* _Goal of the exercise_: Go to the line holding "QUERY: gloved hand" in the entries below and write out exactly every line down to and including the line holding "QUERY: black glove".

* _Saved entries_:
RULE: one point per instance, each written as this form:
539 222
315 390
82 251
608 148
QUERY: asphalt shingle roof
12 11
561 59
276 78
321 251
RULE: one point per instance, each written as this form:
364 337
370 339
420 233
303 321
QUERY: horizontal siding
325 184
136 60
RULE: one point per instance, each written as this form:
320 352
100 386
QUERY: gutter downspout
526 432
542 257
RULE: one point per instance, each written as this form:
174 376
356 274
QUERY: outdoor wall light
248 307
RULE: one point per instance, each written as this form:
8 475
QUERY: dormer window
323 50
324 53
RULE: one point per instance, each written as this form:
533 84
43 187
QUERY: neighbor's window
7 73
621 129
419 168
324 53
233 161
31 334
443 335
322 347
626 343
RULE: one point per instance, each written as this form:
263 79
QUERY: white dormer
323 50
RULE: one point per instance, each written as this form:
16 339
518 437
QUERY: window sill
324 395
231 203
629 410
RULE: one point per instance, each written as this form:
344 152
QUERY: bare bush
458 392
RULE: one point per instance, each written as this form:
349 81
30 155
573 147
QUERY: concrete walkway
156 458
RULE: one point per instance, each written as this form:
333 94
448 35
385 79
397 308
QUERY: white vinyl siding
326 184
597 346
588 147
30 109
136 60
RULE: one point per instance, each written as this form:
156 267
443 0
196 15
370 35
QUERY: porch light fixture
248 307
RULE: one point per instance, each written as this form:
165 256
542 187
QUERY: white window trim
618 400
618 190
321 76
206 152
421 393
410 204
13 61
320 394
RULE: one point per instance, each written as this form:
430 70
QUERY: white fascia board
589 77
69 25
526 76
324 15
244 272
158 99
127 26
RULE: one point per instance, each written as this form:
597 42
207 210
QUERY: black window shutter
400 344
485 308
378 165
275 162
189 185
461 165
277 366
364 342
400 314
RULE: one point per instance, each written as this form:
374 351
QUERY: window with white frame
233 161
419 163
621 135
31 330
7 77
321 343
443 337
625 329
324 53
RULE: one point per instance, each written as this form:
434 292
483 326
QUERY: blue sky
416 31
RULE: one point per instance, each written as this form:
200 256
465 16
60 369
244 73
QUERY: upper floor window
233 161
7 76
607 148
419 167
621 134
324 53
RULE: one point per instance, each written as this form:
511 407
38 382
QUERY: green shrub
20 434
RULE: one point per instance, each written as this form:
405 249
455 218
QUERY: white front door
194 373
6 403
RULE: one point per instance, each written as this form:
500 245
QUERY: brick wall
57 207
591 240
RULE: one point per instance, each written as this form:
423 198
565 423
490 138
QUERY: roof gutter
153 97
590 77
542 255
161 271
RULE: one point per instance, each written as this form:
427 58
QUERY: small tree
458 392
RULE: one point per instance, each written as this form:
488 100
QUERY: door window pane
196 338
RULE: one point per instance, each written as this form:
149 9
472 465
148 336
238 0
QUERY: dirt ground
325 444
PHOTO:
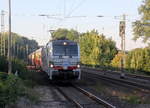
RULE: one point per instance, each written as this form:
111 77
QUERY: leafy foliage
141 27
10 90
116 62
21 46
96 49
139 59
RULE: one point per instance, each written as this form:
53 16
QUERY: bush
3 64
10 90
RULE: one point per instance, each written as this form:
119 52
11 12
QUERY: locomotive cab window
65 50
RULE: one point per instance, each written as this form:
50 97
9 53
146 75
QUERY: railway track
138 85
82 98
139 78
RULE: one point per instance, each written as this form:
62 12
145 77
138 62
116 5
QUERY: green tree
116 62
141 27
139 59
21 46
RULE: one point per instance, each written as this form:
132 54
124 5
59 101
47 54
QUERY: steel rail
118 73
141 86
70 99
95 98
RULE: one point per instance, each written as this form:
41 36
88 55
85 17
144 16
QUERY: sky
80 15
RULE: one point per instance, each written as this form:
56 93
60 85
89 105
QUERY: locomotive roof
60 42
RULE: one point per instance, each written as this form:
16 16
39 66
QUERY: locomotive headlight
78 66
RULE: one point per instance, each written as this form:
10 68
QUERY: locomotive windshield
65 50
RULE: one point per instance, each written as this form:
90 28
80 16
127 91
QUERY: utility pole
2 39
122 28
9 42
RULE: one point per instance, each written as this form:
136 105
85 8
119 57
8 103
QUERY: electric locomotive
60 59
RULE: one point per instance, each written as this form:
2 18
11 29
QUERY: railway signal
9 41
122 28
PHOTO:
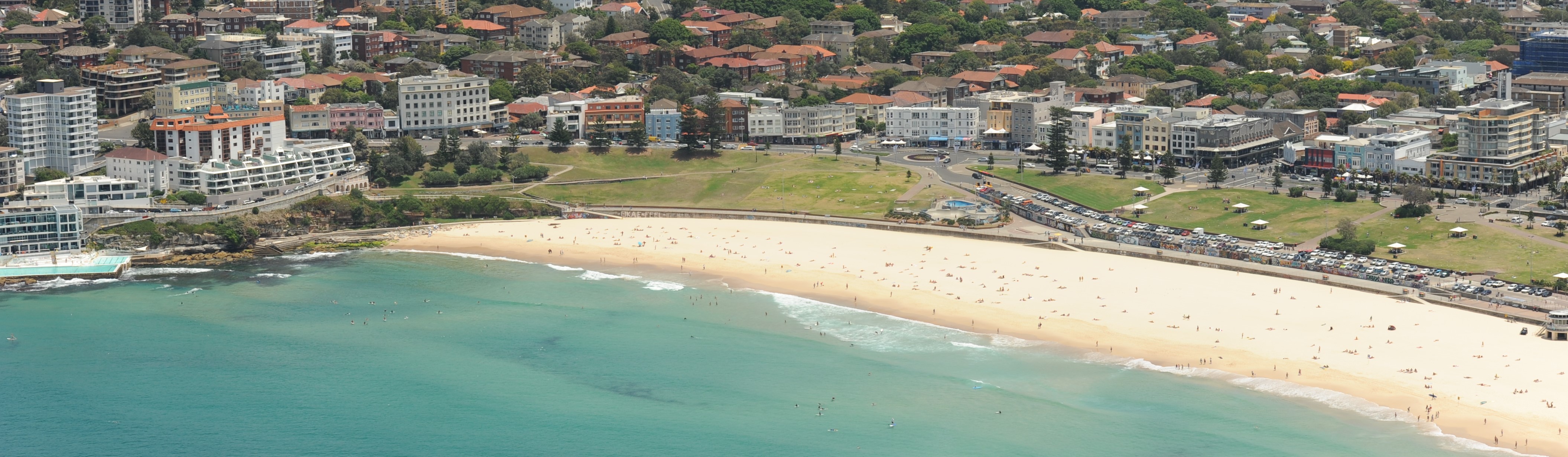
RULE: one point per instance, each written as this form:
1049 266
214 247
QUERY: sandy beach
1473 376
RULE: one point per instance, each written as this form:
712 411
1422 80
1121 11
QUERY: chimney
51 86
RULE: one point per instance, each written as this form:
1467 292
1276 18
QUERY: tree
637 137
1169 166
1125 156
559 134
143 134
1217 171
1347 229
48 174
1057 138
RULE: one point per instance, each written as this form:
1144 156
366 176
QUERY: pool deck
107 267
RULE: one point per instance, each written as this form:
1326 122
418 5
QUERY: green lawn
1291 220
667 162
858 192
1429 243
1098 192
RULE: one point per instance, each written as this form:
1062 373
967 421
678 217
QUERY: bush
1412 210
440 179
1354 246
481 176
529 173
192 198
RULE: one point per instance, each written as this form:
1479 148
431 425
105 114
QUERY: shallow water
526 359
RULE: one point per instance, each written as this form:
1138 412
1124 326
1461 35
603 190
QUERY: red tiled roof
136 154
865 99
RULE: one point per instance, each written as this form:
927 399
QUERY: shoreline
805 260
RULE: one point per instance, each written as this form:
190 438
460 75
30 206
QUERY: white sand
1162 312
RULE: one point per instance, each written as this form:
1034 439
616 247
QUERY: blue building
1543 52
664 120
...
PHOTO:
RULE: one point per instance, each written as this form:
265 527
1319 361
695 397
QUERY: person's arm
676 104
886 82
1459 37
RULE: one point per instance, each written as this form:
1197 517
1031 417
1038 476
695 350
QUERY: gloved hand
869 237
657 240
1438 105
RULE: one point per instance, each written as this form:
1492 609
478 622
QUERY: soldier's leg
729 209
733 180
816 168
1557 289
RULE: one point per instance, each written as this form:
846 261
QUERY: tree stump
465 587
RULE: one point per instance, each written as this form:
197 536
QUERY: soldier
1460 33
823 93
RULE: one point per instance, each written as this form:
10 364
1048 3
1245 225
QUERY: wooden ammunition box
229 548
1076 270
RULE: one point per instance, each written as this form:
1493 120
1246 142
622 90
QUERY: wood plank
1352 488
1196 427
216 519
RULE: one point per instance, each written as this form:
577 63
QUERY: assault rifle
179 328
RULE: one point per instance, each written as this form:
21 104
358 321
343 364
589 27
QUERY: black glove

* _Your response_:
QUERY: gloved hand
869 237
657 240
1438 105
RULE: one point per instance, each written as this form:
1492 609
478 622
QUERY: soldier's leg
729 209
733 180
816 168
1557 289
RULE: one point per instance, each written as this form:
846 261
QUERY: tree stump
465 587
RULE: one point per instance, each written as this form:
197 536
QUERY: soldier
1460 33
823 93
RULE: one point per instance, each written as this form:
10 364
1048 3
1245 225
QUERY: wooden ammunition box
229 548
1076 270
RULE: one point per instance, each written as this form:
1493 120
1246 142
622 90
QUERY: wood plank
1352 488
1196 427
216 519
RULE: one point per instance, each written as this form:
577 63
QUERY: assault rifle
179 328
RULE: one point per instance, each written as this form:
21 104
358 321
343 364
589 27
QUERY: black glove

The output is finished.